Output the data below exactly. Leave nothing out.

Natural-language object grounding data
#####

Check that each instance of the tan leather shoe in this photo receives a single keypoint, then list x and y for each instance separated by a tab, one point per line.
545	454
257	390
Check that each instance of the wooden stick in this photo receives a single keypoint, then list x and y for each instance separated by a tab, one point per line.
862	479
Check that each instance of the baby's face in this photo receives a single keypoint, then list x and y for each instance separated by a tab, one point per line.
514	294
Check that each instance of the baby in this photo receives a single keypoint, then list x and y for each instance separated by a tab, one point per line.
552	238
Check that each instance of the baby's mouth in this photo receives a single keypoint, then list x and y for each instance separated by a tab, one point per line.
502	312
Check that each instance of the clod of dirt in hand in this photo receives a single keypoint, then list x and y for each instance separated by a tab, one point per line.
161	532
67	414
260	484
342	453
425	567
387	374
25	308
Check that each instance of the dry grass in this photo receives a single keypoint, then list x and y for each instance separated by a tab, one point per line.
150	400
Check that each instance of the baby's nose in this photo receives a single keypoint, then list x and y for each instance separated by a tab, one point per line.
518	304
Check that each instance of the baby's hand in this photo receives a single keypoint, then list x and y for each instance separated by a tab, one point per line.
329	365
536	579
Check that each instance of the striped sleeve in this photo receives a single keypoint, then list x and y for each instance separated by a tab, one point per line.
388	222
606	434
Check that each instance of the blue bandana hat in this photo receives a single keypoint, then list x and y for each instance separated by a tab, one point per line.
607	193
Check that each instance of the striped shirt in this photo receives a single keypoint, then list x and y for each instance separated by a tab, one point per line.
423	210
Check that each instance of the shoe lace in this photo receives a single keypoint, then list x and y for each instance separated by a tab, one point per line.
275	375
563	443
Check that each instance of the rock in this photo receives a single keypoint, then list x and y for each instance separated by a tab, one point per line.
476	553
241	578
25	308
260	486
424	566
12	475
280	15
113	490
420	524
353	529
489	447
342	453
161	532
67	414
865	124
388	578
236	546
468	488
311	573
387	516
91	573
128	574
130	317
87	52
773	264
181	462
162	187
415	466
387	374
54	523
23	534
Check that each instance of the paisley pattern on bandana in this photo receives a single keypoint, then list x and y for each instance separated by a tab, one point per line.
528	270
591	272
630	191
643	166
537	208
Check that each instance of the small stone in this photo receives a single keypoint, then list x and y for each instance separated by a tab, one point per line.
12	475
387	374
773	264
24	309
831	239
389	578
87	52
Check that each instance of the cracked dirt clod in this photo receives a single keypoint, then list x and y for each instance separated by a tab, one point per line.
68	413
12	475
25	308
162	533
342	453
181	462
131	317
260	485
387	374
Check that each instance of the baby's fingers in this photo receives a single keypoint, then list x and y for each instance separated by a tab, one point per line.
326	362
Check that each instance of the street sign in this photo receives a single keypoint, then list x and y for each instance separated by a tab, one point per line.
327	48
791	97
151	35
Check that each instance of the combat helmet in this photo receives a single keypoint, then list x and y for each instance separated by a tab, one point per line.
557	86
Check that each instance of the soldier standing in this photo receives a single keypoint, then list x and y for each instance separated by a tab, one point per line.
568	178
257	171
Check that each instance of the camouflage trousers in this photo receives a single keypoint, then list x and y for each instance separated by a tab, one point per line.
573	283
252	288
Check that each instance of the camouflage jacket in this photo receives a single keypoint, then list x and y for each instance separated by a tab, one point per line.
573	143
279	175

#####

**Answer for this exercise:**
Check that each instance of the tan leather shoe in this photo receives a single keypoint, then list x and y for each instance separated by a tab, one point per line.
545	454
257	390
Check that each instance of the wooden stick in this photo receives a single keypoint, then list x and y for each instance separated by a tab, one point per line.
862	479
Check that each instance of the baby's face in this photo receives a single keypoint, then list x and y for each instance separated by a tab, one point per line.
514	294
Check that each instance of the baby in this photo receives a single keypoint, then list x and y for each instance separated by a tab, one point per line.
552	238
Check that each instance of the baby's mouth in this photo receives a single keypoint, then list x and y for each instance separated by a tab, one point per line.
502	312
Check that each instance of the clod of dirt in hand in this photo receives a single keypoint, then list x and y for each instance separated by a tab, one point per line.
161	532
67	414
260	484
342	453
425	567
387	374
25	308
Check that each instance of the dry grass in this photo receives a single keypoint, then list x and y for each instance separated by a tab, one point per line.
150	400
Check that each instance of the baby's nose in this photo receives a single keypoint, then list x and y for each instance separated by a tab, one point per line.
518	304
Check that each instance of the baby's hand in this photo receives a single keypoint, then list x and y for each instance separated by a tab, one point per line.
329	365
536	579
Check that each instance of the striped sleeve in this photo receives a single keypoint, then list x and y for each instance separated by a tab, one point per line.
388	222
606	434
Check that each instance of the blue bandana hat in this photo receives a single keypoint, then list x and y for each instance separated by a tab, one point per line.
607	193
Check that each instance of the striped shirt in this photo receives a single keypoint, then list x and y for each instance separated by a tab, one point per line.
423	210
Check that each instance of the shoe lace in this photo receives a single keypoint, then list x and y for each instance separated by a tab, one point per line.
275	375
563	443
Check that each instance of the rock in this photo receives a single keypoint, then list x and y for each instance separated by a tab, one point per line.
476	553
241	578
25	308
260	486
424	566
12	475
280	15
113	490
420	524
353	529
489	447
342	453
161	532
67	414
865	124
388	578
236	546
468	488
311	573
387	516
91	573
128	574
130	317
87	52
773	264
181	462
162	187
415	466
387	374
54	523
23	534
Check that each instance of the paisley pattern on bandana in this photo receives a single keypoint, then list x and y for each instance separated by a tab, one point per line.
528	270
591	272
630	191
643	166
537	208
Check that each instance of the small stone in this photo receives a single keypoint, then list x and y for each instance separated by a tab, one point per line.
12	475
387	374
773	264
24	309
831	239
389	578
87	52
Check that each instance of the cracked dirt clod in this photo receives a single keypoint, then list x and y for each instance separated by a tab, one point per line.
68	413
12	475
25	308
162	533
342	453
181	462
131	317
260	485
387	374
Check that each instance of the baby's fingers in this photo receives a single keypoint, then list x and y for each instance separated by a tab, one point per line.
326	362
Check that each instance of the street sign in this photo receives a single keypoint, then list x and y for each instance separated by a tab, one point per line.
327	48
791	97
151	35
Check that each instance of the combat helmet in this photo receives a single keypoint, then list x and y for each instance separated by a tab, one point per line.
557	86
Check that each instance of the soldier standing in this photo receives a single keypoint, then list x and y for each instance separated by a tab, one point per line.
568	178
257	171
Check that each instance of the camouflage trousers in this photo receives a single keypoint, then list x and y for each instance separated by a tab, one point per line.
573	283
252	288
Check that each instance of the camouflage jacket in this photo receives a single keypoint, then list x and y for each instance separated by a tab, one point per line.
573	143
279	175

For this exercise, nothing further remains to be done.